Замените «hind leg» на «front leg» в строках листинга от строки, содержащей «the cow's hind», до конца листинга включительно. Приведите эти строки целиком, больше ничего не меняя.

• [Входные данные]
--- --- ---

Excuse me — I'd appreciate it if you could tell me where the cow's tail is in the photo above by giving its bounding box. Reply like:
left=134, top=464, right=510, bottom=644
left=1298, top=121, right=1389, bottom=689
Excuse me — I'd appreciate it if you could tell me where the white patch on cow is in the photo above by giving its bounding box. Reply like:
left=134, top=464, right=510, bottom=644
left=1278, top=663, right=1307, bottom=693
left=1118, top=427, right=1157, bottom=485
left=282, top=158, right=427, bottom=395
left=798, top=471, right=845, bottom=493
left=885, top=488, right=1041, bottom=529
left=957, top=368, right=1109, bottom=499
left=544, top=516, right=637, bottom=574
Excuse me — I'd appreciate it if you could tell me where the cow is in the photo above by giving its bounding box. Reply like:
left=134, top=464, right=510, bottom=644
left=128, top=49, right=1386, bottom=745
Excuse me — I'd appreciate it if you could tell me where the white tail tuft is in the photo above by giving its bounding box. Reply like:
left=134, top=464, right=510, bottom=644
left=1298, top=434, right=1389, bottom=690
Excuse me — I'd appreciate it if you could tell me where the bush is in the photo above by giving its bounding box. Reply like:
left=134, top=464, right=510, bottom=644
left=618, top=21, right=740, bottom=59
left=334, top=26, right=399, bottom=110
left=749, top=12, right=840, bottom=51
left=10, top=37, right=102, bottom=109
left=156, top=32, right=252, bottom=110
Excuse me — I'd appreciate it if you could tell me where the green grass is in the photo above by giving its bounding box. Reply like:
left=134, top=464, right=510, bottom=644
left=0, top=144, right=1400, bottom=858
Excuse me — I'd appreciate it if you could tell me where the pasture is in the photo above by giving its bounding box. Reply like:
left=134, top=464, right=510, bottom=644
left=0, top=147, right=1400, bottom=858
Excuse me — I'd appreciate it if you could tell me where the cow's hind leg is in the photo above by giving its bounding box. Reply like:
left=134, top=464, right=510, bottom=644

--- --- ---

• [Ответ на задание]
Excuse me — I'd appreciate it if you could tell me where the cow's front leg is in the photo above by giving its bounding box. Reply like:
left=134, top=464, right=510, bottom=644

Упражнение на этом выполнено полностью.